Do this.
Give back exactly the lines from the one containing "Place one keypoint on each instance of the framed" through the end of the records, including both, and no others.

========

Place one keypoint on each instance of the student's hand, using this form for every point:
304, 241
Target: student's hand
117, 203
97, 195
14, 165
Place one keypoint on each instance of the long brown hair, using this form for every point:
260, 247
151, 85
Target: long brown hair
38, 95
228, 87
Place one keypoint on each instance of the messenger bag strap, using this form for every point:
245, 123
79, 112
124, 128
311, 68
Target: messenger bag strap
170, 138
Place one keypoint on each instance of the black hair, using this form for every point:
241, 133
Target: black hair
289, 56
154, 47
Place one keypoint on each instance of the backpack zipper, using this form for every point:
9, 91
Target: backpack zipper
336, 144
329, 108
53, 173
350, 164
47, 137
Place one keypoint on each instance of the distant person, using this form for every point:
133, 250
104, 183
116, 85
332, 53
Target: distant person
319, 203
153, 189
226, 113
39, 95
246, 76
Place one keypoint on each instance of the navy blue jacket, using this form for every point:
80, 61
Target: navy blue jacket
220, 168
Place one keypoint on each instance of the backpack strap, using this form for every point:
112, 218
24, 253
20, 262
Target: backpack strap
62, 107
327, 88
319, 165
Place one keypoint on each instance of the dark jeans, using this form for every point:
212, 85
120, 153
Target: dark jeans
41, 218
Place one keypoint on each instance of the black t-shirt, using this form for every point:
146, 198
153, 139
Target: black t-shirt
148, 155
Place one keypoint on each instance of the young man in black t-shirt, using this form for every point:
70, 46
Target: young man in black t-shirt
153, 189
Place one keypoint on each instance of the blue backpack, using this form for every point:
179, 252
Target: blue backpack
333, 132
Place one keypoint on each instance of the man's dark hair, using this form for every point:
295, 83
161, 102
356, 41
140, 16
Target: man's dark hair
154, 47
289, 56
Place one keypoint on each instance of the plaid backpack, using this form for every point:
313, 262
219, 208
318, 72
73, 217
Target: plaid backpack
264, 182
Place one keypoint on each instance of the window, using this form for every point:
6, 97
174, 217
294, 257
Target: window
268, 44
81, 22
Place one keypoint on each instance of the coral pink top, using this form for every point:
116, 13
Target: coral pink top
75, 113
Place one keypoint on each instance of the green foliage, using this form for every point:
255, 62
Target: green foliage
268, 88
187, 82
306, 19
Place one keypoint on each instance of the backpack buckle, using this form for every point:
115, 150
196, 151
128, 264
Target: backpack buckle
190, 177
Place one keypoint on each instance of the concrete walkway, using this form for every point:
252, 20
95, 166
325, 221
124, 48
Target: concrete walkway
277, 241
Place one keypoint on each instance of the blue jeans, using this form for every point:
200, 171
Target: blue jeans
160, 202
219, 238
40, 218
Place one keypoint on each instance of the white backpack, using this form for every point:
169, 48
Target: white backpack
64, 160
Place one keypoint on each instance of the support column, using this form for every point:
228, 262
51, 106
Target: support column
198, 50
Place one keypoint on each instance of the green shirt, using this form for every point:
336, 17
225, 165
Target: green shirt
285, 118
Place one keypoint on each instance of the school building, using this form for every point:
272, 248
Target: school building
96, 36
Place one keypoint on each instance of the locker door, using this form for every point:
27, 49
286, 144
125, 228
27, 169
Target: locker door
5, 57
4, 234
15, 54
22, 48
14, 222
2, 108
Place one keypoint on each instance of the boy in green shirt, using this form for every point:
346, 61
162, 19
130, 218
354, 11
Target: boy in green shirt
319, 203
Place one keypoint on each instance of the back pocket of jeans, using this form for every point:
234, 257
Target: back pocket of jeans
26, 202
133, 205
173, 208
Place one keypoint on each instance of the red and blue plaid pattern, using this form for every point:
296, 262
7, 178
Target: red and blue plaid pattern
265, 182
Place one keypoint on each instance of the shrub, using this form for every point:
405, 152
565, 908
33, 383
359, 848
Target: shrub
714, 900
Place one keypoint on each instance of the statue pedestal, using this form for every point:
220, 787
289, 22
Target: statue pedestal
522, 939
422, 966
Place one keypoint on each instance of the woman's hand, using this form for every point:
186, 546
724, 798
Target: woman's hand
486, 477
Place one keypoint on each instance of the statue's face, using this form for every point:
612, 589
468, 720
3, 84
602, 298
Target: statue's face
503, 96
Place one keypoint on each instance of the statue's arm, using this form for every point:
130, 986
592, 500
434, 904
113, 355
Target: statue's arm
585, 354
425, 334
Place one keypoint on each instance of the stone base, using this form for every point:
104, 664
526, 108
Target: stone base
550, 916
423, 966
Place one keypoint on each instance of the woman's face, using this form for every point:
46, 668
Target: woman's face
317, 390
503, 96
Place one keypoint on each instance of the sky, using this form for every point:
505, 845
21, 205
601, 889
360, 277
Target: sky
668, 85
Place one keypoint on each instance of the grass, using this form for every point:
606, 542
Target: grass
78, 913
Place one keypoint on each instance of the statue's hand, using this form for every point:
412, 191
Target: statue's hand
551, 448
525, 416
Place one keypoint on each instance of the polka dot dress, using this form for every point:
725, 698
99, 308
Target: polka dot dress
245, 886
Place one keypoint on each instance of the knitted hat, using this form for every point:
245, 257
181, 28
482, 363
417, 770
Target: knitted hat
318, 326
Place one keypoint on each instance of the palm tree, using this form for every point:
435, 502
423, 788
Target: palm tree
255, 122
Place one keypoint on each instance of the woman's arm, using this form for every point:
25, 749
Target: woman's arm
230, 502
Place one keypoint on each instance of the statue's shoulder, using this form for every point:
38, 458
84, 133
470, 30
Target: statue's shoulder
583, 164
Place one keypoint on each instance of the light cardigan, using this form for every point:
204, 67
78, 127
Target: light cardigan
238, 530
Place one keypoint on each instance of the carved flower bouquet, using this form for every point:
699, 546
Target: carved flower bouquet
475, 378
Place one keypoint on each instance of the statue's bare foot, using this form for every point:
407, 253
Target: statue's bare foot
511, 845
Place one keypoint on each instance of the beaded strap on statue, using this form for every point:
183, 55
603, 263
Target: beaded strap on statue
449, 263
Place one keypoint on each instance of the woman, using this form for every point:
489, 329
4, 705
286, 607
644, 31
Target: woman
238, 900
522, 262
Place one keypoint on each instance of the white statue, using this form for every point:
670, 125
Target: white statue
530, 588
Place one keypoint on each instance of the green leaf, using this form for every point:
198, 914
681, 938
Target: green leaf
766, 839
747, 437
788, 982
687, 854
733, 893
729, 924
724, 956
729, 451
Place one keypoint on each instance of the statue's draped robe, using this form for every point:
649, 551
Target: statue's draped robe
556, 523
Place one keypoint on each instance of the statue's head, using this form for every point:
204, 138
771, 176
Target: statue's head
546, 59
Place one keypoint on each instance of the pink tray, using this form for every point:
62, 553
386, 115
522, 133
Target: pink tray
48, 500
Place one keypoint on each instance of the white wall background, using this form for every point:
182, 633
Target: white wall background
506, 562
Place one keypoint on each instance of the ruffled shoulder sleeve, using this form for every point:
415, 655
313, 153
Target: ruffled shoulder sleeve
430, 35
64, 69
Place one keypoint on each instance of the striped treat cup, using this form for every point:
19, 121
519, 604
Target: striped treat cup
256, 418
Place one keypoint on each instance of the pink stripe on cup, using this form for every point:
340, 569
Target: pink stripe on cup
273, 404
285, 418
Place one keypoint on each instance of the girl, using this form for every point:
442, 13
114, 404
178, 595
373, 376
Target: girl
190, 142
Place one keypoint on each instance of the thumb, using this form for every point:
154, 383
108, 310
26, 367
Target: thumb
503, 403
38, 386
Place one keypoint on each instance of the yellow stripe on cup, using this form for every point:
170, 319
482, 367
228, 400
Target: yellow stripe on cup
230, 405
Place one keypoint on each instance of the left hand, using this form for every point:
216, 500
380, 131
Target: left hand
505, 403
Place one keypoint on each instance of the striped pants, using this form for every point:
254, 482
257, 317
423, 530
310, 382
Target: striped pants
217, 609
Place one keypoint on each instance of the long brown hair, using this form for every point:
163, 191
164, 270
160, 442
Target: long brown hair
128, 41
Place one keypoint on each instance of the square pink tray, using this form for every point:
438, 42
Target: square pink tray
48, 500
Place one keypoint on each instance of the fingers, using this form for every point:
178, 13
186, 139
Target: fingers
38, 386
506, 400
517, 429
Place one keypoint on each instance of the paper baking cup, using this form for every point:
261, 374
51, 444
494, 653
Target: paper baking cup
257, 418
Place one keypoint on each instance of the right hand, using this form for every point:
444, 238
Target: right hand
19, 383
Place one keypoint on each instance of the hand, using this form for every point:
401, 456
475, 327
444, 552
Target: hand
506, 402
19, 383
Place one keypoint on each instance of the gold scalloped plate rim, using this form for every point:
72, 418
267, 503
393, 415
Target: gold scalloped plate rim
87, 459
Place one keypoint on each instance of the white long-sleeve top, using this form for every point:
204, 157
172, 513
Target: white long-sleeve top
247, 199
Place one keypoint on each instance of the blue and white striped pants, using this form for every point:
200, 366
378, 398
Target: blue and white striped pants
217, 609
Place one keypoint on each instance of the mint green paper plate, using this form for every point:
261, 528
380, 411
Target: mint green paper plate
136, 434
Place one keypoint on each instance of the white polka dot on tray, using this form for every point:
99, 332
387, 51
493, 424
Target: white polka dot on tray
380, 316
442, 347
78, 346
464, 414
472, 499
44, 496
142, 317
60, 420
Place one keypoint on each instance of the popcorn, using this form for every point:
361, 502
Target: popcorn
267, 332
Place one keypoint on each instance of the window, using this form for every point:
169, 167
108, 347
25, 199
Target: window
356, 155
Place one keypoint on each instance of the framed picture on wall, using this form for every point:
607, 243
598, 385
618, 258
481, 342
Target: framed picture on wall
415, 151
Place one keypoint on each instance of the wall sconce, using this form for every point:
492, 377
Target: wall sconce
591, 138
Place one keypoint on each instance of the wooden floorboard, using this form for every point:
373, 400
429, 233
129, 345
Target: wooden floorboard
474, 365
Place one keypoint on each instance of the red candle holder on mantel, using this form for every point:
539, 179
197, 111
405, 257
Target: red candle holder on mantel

========

Result of the task.
Place one keypoint on each instance of the framed picture on wall, using this form for every point:
607, 243
598, 385
618, 258
481, 342
Target: framed picture on wall
415, 151
Place one keypoint on each instance of the wall sconce, using this form for every point:
492, 377
Target: wall sconce
591, 138
Place one keypoint on each instance of the wooden floorboard, using this form for every point:
373, 400
429, 233
129, 345
Target: wooden floorboard
474, 365
Place one keypoint on each instance of the red candle holder on mantel, using this form for every point:
539, 179
197, 111
405, 257
Target: red candle holder on mantel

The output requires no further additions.